### Task description
The entries below should be quoted exactly, with no pictures carried over.

Photo-based referring expression data
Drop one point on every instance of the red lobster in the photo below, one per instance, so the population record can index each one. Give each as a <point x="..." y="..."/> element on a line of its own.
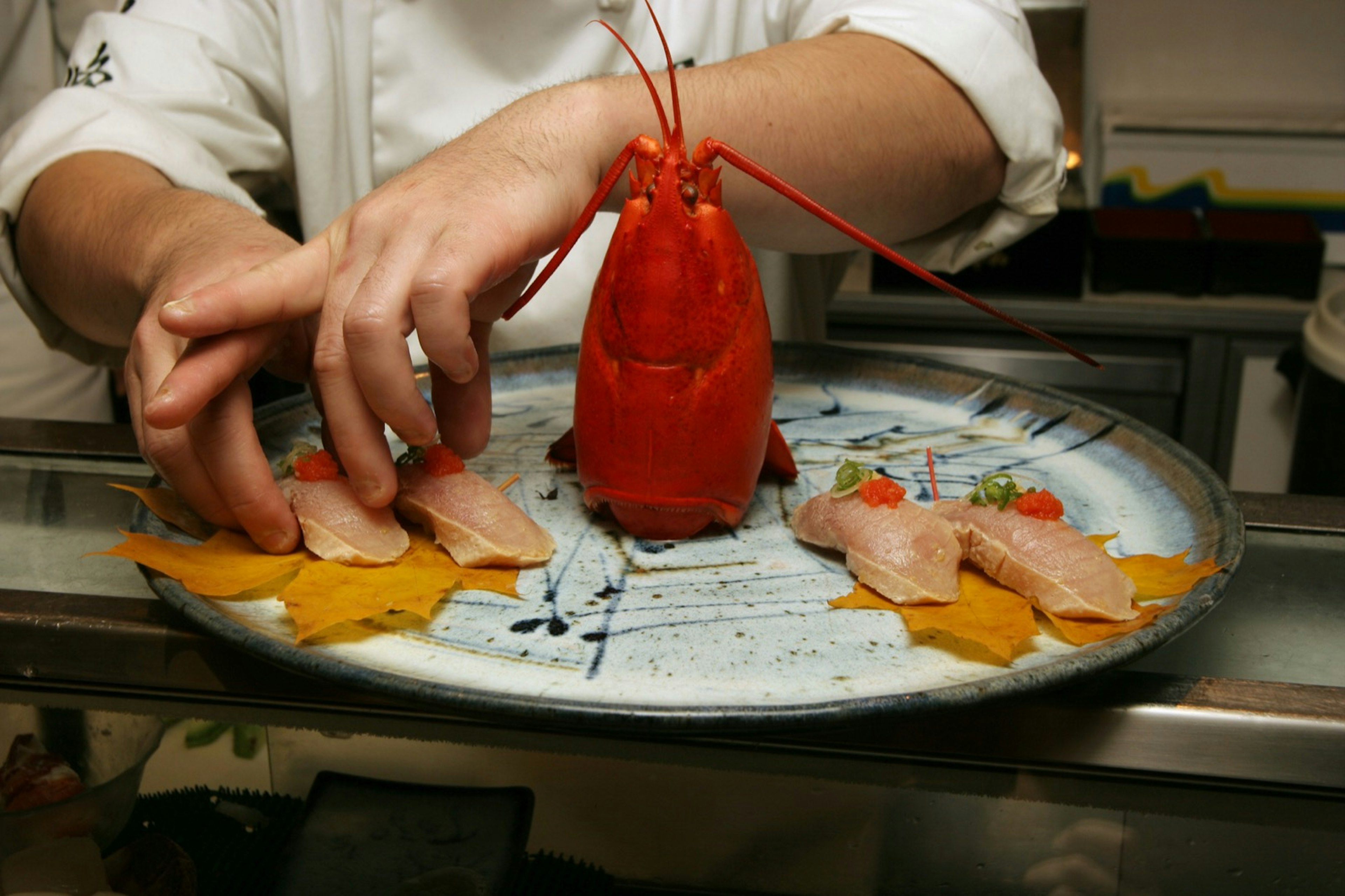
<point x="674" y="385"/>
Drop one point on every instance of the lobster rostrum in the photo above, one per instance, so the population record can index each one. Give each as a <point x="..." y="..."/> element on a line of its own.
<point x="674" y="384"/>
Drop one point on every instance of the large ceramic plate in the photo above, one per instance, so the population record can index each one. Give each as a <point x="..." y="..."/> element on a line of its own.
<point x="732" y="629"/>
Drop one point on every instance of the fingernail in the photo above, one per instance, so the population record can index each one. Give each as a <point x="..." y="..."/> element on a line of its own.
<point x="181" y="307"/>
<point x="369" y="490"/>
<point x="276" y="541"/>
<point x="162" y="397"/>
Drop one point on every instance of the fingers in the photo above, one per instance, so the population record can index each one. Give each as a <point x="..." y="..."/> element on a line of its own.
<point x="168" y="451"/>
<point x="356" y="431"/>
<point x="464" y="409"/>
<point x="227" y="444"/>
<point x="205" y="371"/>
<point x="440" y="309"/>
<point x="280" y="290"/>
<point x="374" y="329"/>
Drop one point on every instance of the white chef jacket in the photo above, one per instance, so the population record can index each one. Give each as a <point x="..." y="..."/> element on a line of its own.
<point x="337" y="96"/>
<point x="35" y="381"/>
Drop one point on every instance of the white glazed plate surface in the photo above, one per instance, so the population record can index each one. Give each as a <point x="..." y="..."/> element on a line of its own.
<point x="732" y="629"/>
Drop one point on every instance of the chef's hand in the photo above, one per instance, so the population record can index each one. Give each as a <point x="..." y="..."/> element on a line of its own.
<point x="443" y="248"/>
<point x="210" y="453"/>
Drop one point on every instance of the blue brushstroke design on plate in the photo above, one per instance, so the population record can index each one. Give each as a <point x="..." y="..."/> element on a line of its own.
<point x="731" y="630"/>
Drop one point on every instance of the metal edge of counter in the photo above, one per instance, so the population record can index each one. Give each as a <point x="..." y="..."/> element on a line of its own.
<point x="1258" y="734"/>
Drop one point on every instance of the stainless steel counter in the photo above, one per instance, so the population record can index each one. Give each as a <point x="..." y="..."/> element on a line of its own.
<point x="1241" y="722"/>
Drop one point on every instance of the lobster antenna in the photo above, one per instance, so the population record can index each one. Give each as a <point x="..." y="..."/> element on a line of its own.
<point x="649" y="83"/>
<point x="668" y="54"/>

### Answer box
Drop one point on every instance of the red lobster in the photo below, one per instance, so the population record can index each one. Give each as a <point x="..." y="..."/> element on a line of its own.
<point x="674" y="385"/>
Drop one point on every instance of the lobster rostrum in the photo above, one per instance, so the population record can index each one. Give each as a <point x="..." y="..."/> element on a line of its own.
<point x="674" y="384"/>
Drop one point on every instance of the large ceramic plate in the photo above, one per instance, so the population record can index each one. Give each as a <point x="..." y="..."/> element on a line of its own.
<point x="732" y="629"/>
Drop one point on every instance of the fingernail in the photo above, one per instance, so the population record can index each one. Give each as a <point x="..." y="..."/> element on a line of its own.
<point x="181" y="307"/>
<point x="369" y="490"/>
<point x="276" y="541"/>
<point x="162" y="397"/>
Drop one point on every instance of the fingers in the photo above, one per instance, so the population record can index each one. Give each as a <point x="..." y="..."/> element on a line of its own.
<point x="168" y="451"/>
<point x="356" y="431"/>
<point x="464" y="409"/>
<point x="227" y="444"/>
<point x="205" y="371"/>
<point x="440" y="309"/>
<point x="280" y="290"/>
<point x="374" y="329"/>
Drop one point on every instance of the white chef jacket in the photo above, one per instance, so the population record can index each one. Give each as a <point x="..." y="..."/> element on a line of its own.
<point x="337" y="96"/>
<point x="35" y="381"/>
Drop one point on every instance of the white glazed plate surface in the photo above, one per instance, so the population record can index each one. Give each as a <point x="..." y="..."/> element on a line of its own.
<point x="732" y="629"/>
Drop one point on every instance of the chef's hand in the photo above, one per instance, so the population record can index each one. Give each as a <point x="..." y="..."/> element on a line of its own.
<point x="443" y="248"/>
<point x="210" y="453"/>
Drop one point on every instance of the blue brushstroke design on plate in the photo above, one per instance, so the population record can index each one. Give each as a <point x="..." y="..."/> element on a line of its own.
<point x="731" y="630"/>
Drop one point on every instance of the metal edge of counter in the photo above, one per instance, so the population record can index each one. Give each as a <point x="..." y="..."/> element on a line of its own.
<point x="1258" y="734"/>
Drop one point on every instance of the stainless steel counter in the photo above, one per instance, so the population record can index each one. Give each as a <point x="..." y="..."/> element on a line of its own.
<point x="1241" y="722"/>
Drop one point on every instance of the lobster antenna in the photo above, one per instance, so the population record can index each one. Give each as a <point x="..." y="..."/> element on a line of its own.
<point x="649" y="83"/>
<point x="668" y="54"/>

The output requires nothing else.